Text segment:
------------------------------------------------------------
A notable quote from that case:

    
    
      It seems clear that defendants based their game on plaintiff's 
      copyrighted game; to put it bluntly, defendants took plaintiff's 
      idea. However, the copyright laws do not prohibit this. Copyright 
      protection is available only for expression of ideas, not for ideas 
      themselves. Defendants used plaintiff's idea and those portions of 
      plaintiff's expression that were inextricably linked to that idea. 
      The remainder of defendants' expression is different from plaintiff's 
      expression. Therefore, the Court finds that defendants' "Meteors" 
      game is not substantially similar to and is not an infringing 
      copy of plaintiff's "Asteroids" game.
    

The Munchkin ruling also references an older case and quotes:

    
    
      Thus, "if the only similarity between plaintiff's and defendant's 
      works is that of the abstract idea, there is an absence of substantial 
      similarity and hence no infringement results."
------------------------------------------------------------
Tasks to complete:
1. Repeat word for word the stretch of the copyright excerpt from "A notable quote" through "to that idea.".
2. According to the copyright excerpt, what is copyright protection available for?

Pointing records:
------------------------------------------------------------
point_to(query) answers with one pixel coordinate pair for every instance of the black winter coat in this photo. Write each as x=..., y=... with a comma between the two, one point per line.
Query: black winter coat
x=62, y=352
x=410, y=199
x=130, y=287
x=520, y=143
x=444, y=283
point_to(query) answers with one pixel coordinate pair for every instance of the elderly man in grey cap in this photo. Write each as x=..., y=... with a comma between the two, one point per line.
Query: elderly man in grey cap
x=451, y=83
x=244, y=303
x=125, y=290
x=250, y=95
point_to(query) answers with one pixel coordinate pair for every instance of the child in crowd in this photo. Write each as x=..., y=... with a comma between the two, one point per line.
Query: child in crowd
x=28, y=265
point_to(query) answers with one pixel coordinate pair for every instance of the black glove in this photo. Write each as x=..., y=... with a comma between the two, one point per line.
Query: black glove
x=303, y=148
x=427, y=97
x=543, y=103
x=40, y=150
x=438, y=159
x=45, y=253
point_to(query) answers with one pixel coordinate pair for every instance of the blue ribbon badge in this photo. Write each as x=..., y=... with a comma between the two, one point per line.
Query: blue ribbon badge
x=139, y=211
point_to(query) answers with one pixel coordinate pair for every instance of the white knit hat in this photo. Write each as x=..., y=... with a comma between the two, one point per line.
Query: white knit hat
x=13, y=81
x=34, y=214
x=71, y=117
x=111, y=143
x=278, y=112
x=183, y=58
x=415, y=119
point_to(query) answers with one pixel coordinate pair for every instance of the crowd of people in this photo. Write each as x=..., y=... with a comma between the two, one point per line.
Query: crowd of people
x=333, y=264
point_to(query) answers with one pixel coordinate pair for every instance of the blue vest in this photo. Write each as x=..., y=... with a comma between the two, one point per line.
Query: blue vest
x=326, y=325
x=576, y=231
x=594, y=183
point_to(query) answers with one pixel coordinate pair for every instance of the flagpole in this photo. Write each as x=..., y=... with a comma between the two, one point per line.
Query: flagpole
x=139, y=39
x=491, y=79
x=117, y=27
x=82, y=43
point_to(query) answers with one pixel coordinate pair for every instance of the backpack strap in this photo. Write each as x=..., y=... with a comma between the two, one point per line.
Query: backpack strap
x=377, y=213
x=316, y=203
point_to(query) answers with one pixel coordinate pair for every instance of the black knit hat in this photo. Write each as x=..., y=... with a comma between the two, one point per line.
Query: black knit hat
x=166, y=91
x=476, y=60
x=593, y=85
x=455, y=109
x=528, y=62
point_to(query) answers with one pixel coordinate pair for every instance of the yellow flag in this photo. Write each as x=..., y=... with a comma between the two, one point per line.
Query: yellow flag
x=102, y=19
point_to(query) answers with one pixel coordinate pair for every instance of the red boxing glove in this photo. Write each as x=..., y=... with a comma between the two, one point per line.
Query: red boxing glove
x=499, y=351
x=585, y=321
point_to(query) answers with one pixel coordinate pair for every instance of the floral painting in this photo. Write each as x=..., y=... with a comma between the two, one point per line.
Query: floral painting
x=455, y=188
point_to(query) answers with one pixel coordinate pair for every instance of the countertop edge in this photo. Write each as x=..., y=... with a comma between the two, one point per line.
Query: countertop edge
------------------------------------------------------------
Responses to the exercise:
1.
A notable quote from that case:

    
    
      It seems clear that defendants based their game on plaintiff's 
      copyrighted game; to put it bluntly, defendants took plaintiff's 
      idea. However, the copyright laws do not prohibit this. Copyright 
      protection is available only for expression of ideas, not for ideas 
      themselves. Defendants used plaintiff's idea and those portions of 
      plaintiff's expression that were inextricably linked to that idea.

2. Only for the expression of ideas, not for ideas themselves.